[START OF Stored data]

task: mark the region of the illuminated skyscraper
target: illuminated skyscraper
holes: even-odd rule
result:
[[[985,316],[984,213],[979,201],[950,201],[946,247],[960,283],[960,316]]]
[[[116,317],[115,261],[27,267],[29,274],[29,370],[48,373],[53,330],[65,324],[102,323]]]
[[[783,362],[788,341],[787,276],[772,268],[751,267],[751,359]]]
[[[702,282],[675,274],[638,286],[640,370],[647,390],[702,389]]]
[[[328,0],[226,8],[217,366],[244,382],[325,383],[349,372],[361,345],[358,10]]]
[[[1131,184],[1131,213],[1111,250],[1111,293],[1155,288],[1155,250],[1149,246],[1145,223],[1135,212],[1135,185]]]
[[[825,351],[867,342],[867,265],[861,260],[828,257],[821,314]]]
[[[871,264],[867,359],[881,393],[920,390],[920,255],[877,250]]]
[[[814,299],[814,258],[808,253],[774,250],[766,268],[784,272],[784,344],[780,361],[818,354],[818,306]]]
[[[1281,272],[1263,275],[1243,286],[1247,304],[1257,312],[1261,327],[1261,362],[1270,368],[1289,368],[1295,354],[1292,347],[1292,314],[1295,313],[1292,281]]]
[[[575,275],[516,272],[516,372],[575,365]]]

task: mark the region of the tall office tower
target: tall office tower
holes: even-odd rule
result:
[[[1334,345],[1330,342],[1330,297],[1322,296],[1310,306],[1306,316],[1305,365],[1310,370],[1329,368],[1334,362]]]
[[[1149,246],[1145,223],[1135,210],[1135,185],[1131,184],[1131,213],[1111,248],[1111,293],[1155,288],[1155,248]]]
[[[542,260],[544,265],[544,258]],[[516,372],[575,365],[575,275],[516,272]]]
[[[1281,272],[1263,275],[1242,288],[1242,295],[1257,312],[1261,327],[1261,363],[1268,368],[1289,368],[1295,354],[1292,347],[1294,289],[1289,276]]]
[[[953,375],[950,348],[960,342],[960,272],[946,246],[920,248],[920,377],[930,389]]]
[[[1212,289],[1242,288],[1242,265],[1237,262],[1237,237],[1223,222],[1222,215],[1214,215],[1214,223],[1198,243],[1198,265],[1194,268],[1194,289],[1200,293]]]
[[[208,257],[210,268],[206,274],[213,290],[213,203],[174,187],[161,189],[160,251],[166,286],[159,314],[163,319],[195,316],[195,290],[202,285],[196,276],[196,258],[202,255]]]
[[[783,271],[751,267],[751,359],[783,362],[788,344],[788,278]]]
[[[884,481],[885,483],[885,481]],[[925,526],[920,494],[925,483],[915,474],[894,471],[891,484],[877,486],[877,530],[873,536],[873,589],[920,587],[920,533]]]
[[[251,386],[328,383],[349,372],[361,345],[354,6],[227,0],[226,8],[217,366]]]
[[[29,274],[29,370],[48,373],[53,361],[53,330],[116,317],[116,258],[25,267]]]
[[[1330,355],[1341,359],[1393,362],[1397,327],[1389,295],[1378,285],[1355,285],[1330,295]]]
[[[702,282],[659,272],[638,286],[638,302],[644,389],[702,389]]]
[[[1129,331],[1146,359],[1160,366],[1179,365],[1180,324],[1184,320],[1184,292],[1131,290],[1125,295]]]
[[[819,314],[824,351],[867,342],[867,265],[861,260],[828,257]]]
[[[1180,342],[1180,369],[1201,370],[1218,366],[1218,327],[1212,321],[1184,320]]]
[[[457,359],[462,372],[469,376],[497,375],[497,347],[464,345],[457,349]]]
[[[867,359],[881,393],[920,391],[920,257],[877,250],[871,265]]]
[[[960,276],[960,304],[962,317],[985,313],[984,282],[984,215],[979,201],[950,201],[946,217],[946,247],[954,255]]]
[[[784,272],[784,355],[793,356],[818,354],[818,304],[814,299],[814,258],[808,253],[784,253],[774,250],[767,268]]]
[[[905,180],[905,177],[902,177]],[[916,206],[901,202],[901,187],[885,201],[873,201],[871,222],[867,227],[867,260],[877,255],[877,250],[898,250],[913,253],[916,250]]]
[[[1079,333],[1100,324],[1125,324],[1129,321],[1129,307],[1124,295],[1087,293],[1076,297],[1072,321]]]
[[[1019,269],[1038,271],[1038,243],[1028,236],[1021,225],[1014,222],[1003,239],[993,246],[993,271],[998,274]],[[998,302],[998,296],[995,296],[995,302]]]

[END OF Stored data]

**What the exercise asks**
Can you give all the entries above again with "even-odd rule" swapped for "nonzero rule" wherever it appears, leaving everything else unchanged?

**Answer for this exercise**
task: mark the region of the illuminated skyscraper
target: illuminated skyscraper
holes: nonzero rule
result:
[[[985,316],[984,213],[979,201],[950,201],[946,247],[960,283],[960,316]]]
[[[116,317],[115,261],[27,267],[29,274],[29,370],[48,373],[53,330],[65,324],[102,323]]]
[[[783,362],[788,341],[787,276],[772,268],[751,267],[751,359]]]
[[[702,282],[675,274],[638,286],[640,370],[647,390],[702,389]]]
[[[328,0],[226,8],[217,366],[244,382],[325,383],[349,372],[361,345],[358,10]]]
[[[1131,184],[1131,213],[1111,250],[1111,293],[1155,288],[1155,250],[1149,246],[1145,223],[1135,212],[1135,185]]]
[[[825,351],[867,342],[867,265],[861,260],[828,257],[821,314]]]
[[[871,264],[867,359],[881,393],[920,390],[920,255],[877,250]]]
[[[814,299],[814,258],[808,253],[774,250],[766,268],[784,272],[784,344],[780,361],[818,354],[818,306]]]
[[[1281,272],[1263,275],[1243,286],[1247,304],[1257,312],[1261,327],[1261,362],[1270,368],[1289,368],[1295,354],[1292,347],[1292,314],[1295,313],[1292,281]]]
[[[575,275],[516,272],[516,372],[575,365]]]

task: mark the region of the tall office tower
target: tall office tower
holes: nonzero rule
result:
[[[1334,345],[1330,342],[1330,297],[1322,296],[1310,306],[1306,316],[1305,365],[1310,370],[1329,368],[1334,362]]]
[[[1149,246],[1145,223],[1135,210],[1135,185],[1131,184],[1131,213],[1111,248],[1111,293],[1155,288],[1155,248]]]
[[[542,260],[544,265],[544,258]],[[516,372],[575,365],[575,275],[516,272]]]
[[[1281,272],[1263,275],[1242,288],[1242,295],[1257,312],[1261,327],[1261,363],[1268,368],[1289,368],[1295,354],[1292,347],[1294,289],[1289,276]]]
[[[953,375],[950,348],[960,342],[960,272],[946,246],[920,248],[920,377],[930,389]]]
[[[1212,289],[1242,288],[1242,265],[1237,262],[1237,237],[1223,222],[1222,215],[1214,215],[1214,223],[1198,243],[1198,265],[1194,268],[1194,289],[1200,293]]]
[[[208,257],[210,268],[206,274],[213,290],[213,203],[174,187],[161,189],[160,251],[166,286],[159,314],[163,319],[195,316],[195,290],[202,285],[196,276],[196,258],[202,255]]]
[[[783,271],[751,267],[751,359],[783,362],[788,344],[788,278]]]
[[[884,481],[885,483],[885,481]],[[925,526],[920,494],[925,483],[915,474],[894,471],[891,484],[877,486],[877,530],[873,536],[873,589],[920,587],[920,533]]]
[[[251,386],[328,383],[349,372],[361,345],[354,6],[227,0],[226,8],[217,366]]]
[[[29,274],[29,370],[48,373],[53,361],[53,330],[116,317],[116,258],[25,267]]]
[[[1330,355],[1341,359],[1393,362],[1397,327],[1389,295],[1378,285],[1355,285],[1330,295]]]
[[[702,282],[659,272],[638,286],[638,302],[644,389],[702,389]]]
[[[1129,331],[1146,359],[1160,366],[1179,365],[1180,324],[1184,320],[1184,292],[1131,290],[1125,295]]]
[[[819,314],[824,351],[867,342],[867,265],[861,260],[828,257]]]
[[[1180,342],[1180,369],[1201,370],[1218,366],[1218,327],[1212,321],[1184,320]]]
[[[457,359],[462,372],[469,376],[497,375],[497,347],[464,345],[457,349]]]
[[[867,359],[881,393],[920,391],[920,257],[877,250],[871,265]]]
[[[960,276],[960,304],[962,317],[985,313],[984,282],[984,215],[979,201],[950,201],[946,217],[946,247],[954,255]]]
[[[784,272],[784,355],[793,356],[818,354],[818,304],[814,299],[814,258],[808,253],[784,253],[774,250],[767,268]]]
[[[905,180],[905,177],[902,177]],[[916,206],[901,202],[901,187],[885,201],[873,201],[871,222],[867,227],[867,260],[877,255],[877,250],[898,250],[913,253],[916,250]]]
[[[1079,333],[1100,324],[1125,324],[1129,321],[1129,307],[1124,295],[1087,293],[1076,297],[1072,321]]]
[[[1019,269],[1038,271],[1038,243],[1028,236],[1021,225],[1014,222],[1003,239],[993,246],[993,271],[998,274]],[[998,302],[998,296],[995,296],[995,302]]]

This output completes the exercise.